週刊アクセス
 
 
平成14年1月16日 第91号
 
     
  今週のヘッドライン  
 
50年後は人口減少 不動産は増えるのか
国税不服審判所 公表裁決事例の過去5年分をHP上に全文掲載
全宅連 環境省・土壌環境保全対策案に意見書
こだわる条件が増える傾向に 新築マンション契約者調査
 
50年後は人口減少 不動産は増えるのか
(住宅新報 H14.1.11・18号)
 
 不動産マーケティングのアトラクターズ・ラボ(沖有人社長)はこのほど、日本の人口は3年後の05年をピークに減少を始め、2050年には現在より3割近く少ない9000万人を割り込む、とする総人口の予測調査結果をまとめた。
 同社では予測が広く利用されるように、データを無量で提供する(gianni@a-lab.co.jp)。

 ピークを迎える05年の人口は1億2700万人。
 団塊の世代が寿命を迎える30年以降になって減少幅が拡大。45年前後には1億人を割り込んで、50年には9000万人も割り込むとした。

いわせてんか!
 50年後に人口が3分の1になれば不動産の需要も3分の1になり不動産価格は下がるだろうか。もちろんそんなに簡単な構図ではないが、不動産価格が50年後に上昇するというのは、なかなか予想しにくく、構造的には先細りかもしれない。しかし昨今のような不動産業界を50年前には誰も予想しえなかったはずである。50年後に笑って振り返られるように、今こそ地に足のついた不動産の有効利用、さらには都市計画が必須なのである。




     
     
国税不服審判所 公表裁決事例の過去5年分をHP上に全文掲載
  (21C・TFフォーラム H14.01.09)  
 
 国税不服審判所は、H14.4を目途に平成12年12月末までの5年間に裁決事例集で公表した324件の事案を全文、同所のホームページに掲載するべく準備を進めている。
 平成12年11月の総務省の行政監察における「裁決結果の公表拡大の余地があるのではないか」との指摘や、昨年4月に施行された情報公開法では、裁決書は行政文書との位置付けから開示対象とされていることから、公表分をHP上で掲載すると同時に、その5年間に行われた全裁決約4500件の要旨を、約1万項目のインデックスでネット上で検索できるシステムを作る準備も進めている。
 これまでは活字媒体でしか公表されていない裁決事例だが、税務実務上の実例との比較・参考などその需要は大きいことから、HP上の公開は実務家の利便に大きく資するようだ。


いわせてんか! 税金は経済行為に対し課税するものだから、その数だけ課税の仕方がある。過去に取り扱った事例や、通達・事務連絡で処理が概ね確定しているものについては、事前に「申告」するガイドラインがわかるのだが、ルーチン業務外、特に資産課税関連は案件ごとの個別性が強く、わかりづらい。国税庁は事務連絡や質疑応答をHPで公開するとはいうが、先例を作っては、また揚げ足を取られるのがいやなのか、なかなか数が増えない。

* _課題 a_:
人口予測の記事によると、ピークを迎える05年の日本の人口は何人か。

データの行:
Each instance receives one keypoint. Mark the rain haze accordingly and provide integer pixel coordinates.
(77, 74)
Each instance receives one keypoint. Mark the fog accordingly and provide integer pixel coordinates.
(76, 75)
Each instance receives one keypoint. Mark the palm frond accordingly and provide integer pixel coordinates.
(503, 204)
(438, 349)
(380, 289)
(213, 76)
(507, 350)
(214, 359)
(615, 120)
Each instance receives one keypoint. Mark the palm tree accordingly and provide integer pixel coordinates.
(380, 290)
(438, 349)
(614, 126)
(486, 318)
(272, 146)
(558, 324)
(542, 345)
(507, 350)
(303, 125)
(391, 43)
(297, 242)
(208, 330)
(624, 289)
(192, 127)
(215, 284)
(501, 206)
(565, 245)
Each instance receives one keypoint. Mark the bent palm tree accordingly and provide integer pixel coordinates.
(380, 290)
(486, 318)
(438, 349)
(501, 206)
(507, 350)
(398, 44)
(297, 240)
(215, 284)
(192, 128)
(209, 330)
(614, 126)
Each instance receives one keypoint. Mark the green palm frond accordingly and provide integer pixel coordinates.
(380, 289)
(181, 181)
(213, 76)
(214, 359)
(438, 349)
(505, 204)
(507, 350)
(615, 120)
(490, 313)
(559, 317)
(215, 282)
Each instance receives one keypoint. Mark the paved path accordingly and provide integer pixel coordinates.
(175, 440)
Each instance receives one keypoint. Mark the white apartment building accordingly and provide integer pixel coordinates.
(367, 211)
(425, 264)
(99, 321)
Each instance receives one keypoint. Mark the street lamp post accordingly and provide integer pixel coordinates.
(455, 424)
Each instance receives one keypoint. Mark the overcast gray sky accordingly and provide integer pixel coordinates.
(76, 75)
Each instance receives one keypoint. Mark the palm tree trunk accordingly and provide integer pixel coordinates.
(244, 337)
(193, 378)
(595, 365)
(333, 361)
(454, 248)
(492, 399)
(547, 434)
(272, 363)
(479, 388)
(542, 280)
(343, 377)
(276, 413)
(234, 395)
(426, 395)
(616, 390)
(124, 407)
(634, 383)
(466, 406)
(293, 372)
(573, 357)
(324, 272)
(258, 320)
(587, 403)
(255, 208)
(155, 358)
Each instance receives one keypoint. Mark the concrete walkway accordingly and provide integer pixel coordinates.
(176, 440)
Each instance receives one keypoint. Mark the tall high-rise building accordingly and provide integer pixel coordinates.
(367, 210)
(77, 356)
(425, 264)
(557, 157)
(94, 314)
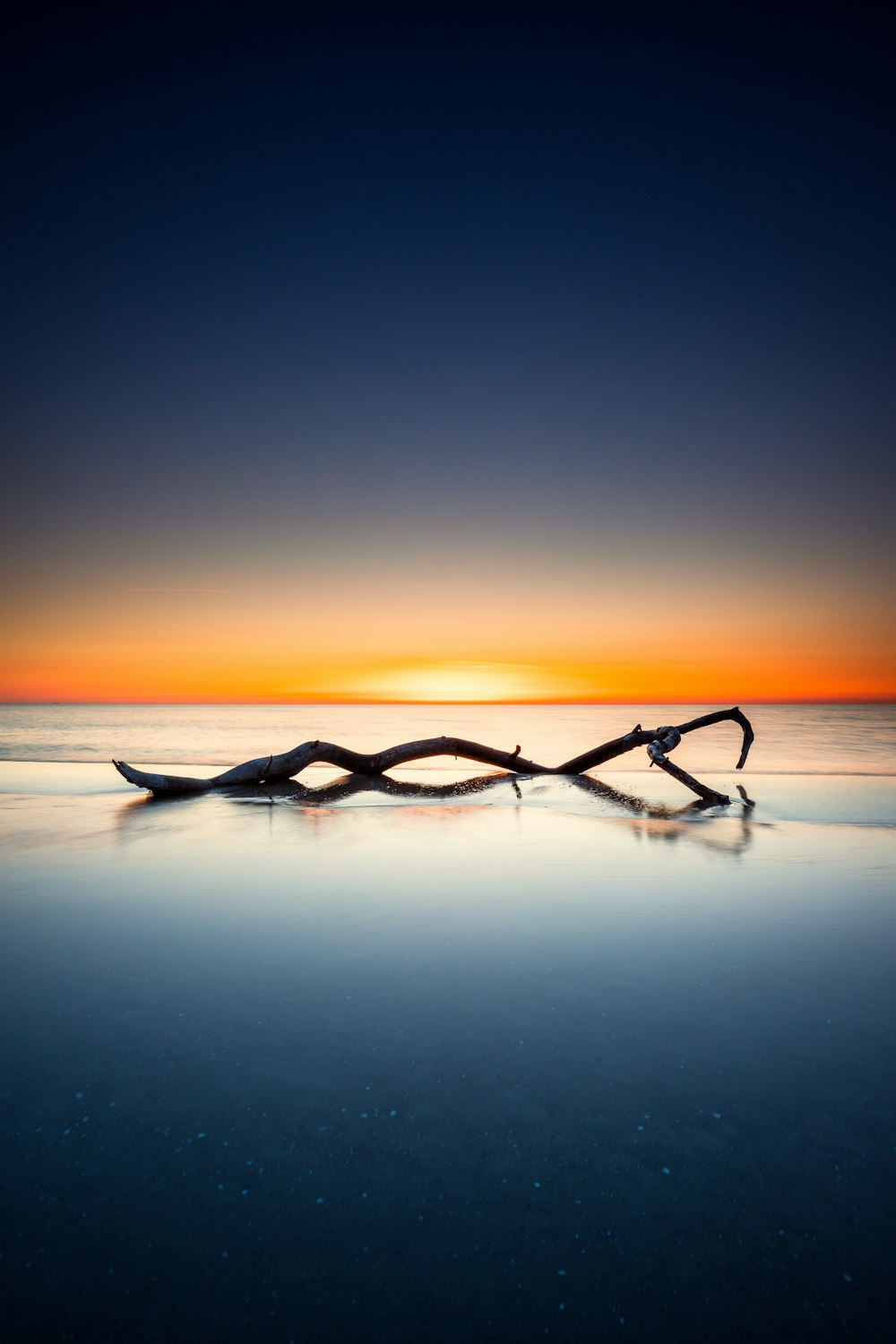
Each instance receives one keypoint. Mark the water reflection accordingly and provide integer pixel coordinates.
(314, 806)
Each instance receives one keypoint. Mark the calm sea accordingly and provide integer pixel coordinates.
(790, 738)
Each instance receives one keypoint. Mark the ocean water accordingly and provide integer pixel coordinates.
(791, 738)
(449, 1055)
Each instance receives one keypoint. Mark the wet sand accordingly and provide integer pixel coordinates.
(454, 1056)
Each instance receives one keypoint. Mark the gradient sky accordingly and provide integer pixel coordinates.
(408, 359)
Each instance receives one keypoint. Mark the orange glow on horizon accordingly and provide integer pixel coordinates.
(479, 639)
(463, 682)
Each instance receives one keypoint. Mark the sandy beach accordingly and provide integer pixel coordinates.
(450, 1055)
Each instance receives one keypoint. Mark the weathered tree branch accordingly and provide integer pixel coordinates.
(289, 763)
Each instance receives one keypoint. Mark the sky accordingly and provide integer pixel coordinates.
(544, 358)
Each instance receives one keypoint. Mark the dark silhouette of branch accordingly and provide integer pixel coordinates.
(289, 763)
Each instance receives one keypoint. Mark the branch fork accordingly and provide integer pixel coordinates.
(659, 742)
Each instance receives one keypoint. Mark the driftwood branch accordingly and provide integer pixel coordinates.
(289, 763)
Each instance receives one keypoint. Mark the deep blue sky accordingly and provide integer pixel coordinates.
(400, 290)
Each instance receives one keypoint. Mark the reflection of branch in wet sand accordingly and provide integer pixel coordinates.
(309, 803)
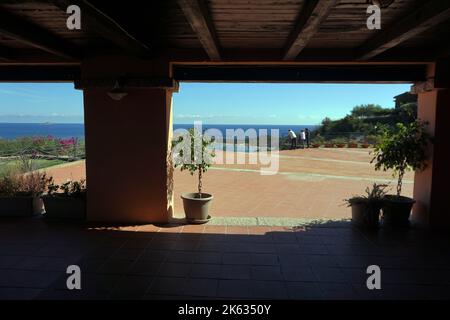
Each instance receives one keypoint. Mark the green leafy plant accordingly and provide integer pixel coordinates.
(67, 189)
(192, 152)
(373, 195)
(402, 150)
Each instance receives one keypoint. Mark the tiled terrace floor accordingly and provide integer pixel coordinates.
(203, 262)
(310, 184)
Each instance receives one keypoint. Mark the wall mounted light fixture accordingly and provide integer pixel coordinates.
(117, 92)
(381, 3)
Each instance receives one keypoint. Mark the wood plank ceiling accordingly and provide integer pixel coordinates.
(230, 30)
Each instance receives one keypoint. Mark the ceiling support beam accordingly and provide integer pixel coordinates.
(5, 54)
(20, 29)
(308, 23)
(302, 73)
(425, 17)
(196, 13)
(105, 26)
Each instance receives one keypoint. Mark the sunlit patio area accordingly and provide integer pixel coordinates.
(310, 184)
(326, 261)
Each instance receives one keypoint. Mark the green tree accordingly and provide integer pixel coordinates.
(402, 149)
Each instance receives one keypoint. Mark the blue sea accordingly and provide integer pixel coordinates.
(60, 130)
(57, 130)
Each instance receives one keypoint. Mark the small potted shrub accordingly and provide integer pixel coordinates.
(66, 201)
(401, 150)
(317, 141)
(366, 208)
(20, 194)
(192, 153)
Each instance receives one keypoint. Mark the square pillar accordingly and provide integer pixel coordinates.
(127, 143)
(432, 186)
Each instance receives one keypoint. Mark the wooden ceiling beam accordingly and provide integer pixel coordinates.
(105, 26)
(31, 34)
(307, 25)
(302, 74)
(425, 17)
(196, 13)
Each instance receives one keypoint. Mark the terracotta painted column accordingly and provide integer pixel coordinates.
(127, 146)
(432, 186)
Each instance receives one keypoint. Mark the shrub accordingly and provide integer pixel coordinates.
(192, 154)
(402, 150)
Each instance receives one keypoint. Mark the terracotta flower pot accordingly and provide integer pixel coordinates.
(16, 206)
(65, 208)
(366, 214)
(396, 210)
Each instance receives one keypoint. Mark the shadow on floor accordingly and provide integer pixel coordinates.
(326, 261)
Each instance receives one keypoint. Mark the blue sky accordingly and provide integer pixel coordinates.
(213, 103)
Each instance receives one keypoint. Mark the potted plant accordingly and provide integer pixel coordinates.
(401, 150)
(192, 153)
(20, 194)
(66, 201)
(366, 208)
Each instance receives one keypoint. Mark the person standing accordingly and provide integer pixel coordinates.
(307, 137)
(293, 139)
(302, 138)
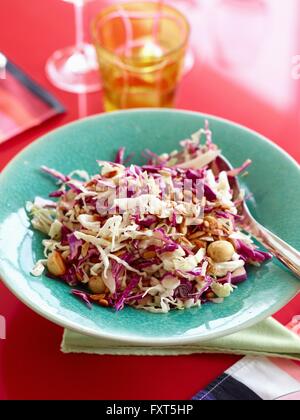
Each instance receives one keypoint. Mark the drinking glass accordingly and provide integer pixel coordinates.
(141, 49)
(75, 69)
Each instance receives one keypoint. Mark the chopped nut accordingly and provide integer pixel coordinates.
(56, 264)
(199, 244)
(196, 235)
(96, 285)
(221, 251)
(65, 254)
(149, 255)
(103, 302)
(110, 174)
(85, 249)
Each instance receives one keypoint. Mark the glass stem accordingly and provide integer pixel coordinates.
(79, 25)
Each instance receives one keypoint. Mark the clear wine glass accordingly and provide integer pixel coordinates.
(75, 69)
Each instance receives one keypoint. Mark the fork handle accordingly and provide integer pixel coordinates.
(285, 253)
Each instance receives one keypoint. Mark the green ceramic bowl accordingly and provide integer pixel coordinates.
(274, 180)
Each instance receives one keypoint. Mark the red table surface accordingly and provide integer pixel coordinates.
(256, 90)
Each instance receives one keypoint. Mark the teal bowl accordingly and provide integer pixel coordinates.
(274, 181)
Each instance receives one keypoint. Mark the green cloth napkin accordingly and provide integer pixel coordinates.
(268, 338)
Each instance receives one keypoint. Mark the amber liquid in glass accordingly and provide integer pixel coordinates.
(147, 81)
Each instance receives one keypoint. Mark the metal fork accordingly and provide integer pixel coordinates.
(285, 253)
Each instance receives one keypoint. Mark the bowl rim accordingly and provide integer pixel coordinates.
(132, 339)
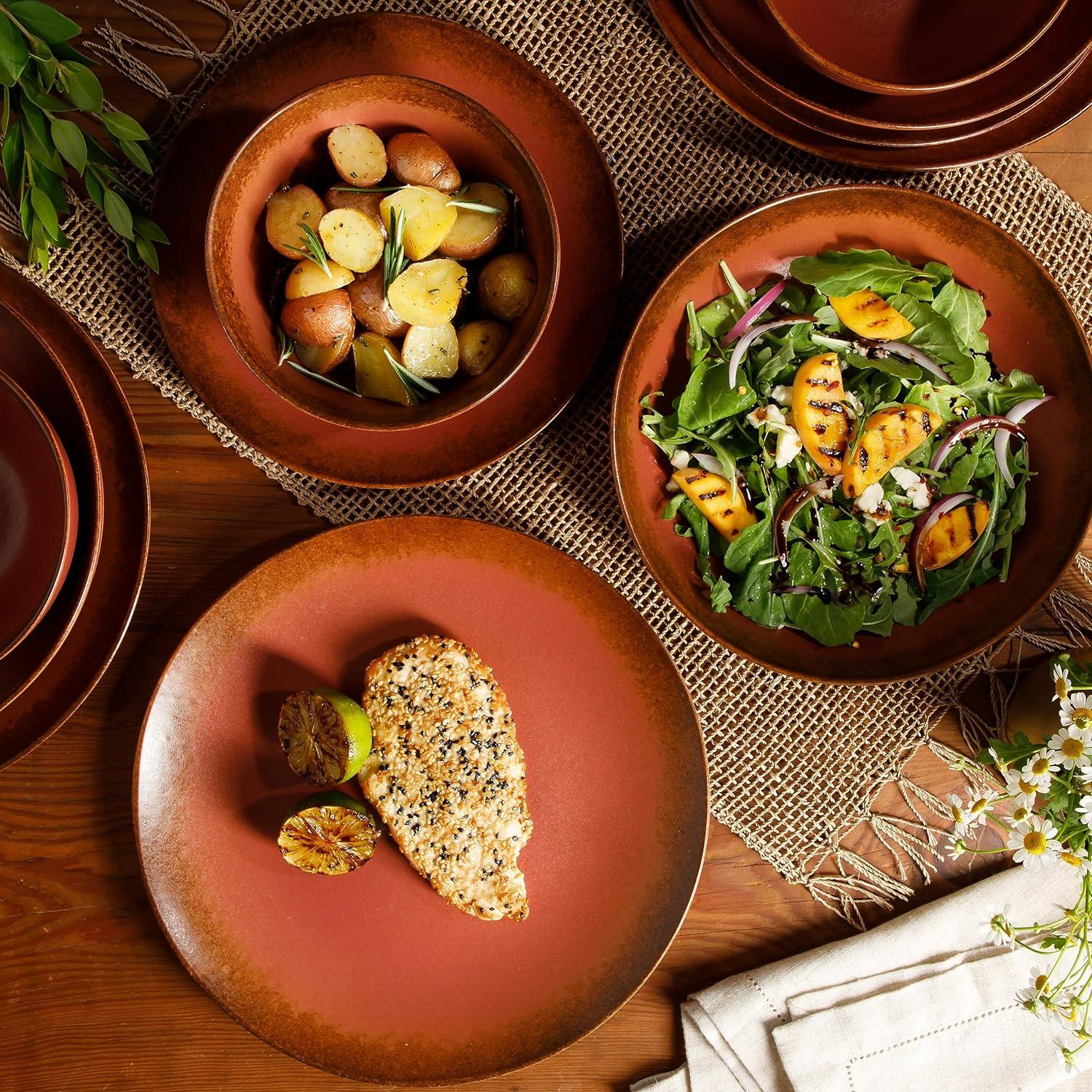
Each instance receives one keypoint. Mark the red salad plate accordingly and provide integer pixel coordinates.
(371, 974)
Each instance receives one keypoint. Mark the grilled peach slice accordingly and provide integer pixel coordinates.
(714, 497)
(865, 314)
(890, 436)
(954, 534)
(819, 411)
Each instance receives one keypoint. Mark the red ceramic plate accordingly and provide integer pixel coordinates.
(557, 140)
(371, 976)
(39, 513)
(1070, 98)
(910, 47)
(1030, 325)
(753, 43)
(92, 639)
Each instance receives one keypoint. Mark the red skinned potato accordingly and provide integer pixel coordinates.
(416, 159)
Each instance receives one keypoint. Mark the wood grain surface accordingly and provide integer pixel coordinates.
(91, 996)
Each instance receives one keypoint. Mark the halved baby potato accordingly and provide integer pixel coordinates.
(428, 218)
(476, 233)
(507, 285)
(307, 279)
(819, 411)
(358, 154)
(375, 377)
(352, 240)
(371, 305)
(954, 534)
(285, 212)
(417, 159)
(427, 294)
(890, 436)
(865, 314)
(480, 342)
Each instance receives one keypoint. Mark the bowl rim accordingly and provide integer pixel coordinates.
(620, 419)
(218, 285)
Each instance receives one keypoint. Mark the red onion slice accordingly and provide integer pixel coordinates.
(1004, 425)
(924, 524)
(745, 342)
(1017, 414)
(756, 309)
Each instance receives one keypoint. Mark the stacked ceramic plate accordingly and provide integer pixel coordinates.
(74, 515)
(899, 84)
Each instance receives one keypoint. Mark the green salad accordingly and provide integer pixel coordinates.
(845, 456)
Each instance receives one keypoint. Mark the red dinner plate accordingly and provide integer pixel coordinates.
(557, 140)
(371, 974)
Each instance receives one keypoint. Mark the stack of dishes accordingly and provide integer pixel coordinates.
(906, 85)
(74, 515)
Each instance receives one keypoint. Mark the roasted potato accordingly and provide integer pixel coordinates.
(307, 279)
(368, 203)
(352, 240)
(865, 314)
(319, 320)
(285, 212)
(417, 159)
(480, 344)
(371, 306)
(432, 352)
(428, 218)
(427, 294)
(716, 498)
(507, 285)
(890, 436)
(475, 233)
(358, 154)
(375, 377)
(819, 411)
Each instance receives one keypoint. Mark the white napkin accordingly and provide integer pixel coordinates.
(921, 1004)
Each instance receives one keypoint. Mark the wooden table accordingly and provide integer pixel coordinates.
(92, 996)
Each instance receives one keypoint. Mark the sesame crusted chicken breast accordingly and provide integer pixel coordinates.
(447, 773)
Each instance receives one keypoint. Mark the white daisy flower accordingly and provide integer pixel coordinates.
(1035, 842)
(1072, 746)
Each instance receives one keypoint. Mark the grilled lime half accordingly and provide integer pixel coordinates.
(325, 736)
(328, 834)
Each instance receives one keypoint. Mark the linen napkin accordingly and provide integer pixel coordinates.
(921, 1004)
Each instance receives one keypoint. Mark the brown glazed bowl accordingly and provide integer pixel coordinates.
(1030, 325)
(290, 146)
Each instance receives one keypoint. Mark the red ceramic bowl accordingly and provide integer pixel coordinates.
(1030, 325)
(39, 515)
(290, 146)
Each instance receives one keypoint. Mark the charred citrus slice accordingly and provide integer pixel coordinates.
(328, 834)
(325, 736)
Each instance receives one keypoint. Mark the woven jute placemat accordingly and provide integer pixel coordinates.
(794, 766)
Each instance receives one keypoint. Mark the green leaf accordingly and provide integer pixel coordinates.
(122, 127)
(70, 142)
(13, 52)
(118, 214)
(45, 22)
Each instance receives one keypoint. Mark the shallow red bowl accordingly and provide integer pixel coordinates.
(39, 515)
(1030, 327)
(290, 146)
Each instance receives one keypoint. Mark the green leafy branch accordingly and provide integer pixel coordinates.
(45, 82)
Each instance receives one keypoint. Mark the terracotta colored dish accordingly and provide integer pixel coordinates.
(911, 47)
(290, 146)
(371, 976)
(576, 176)
(39, 515)
(31, 363)
(747, 41)
(1072, 98)
(94, 637)
(1029, 320)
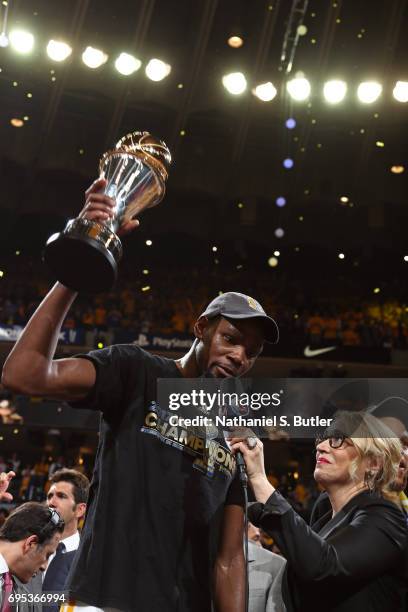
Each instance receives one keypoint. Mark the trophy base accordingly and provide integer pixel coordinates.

* _課題 b_:
記録の中から、文字列「slice」を含む行をすべて集めなさい。大文字と小文字は区別する。

* _正答 a_:
1億2700万人。

* _正答 b_:
Each instance receives one keypoint. Mark the grilled peach slice accordingly and provide integer pixel coordinates.
Each instance receives one keypoint. Mark the red onion slice accordingly and provide integer pixel coordinates.
Each instance receives one keypoint. Mark the charred citrus slice accordingly and provide integer pixel coordinates.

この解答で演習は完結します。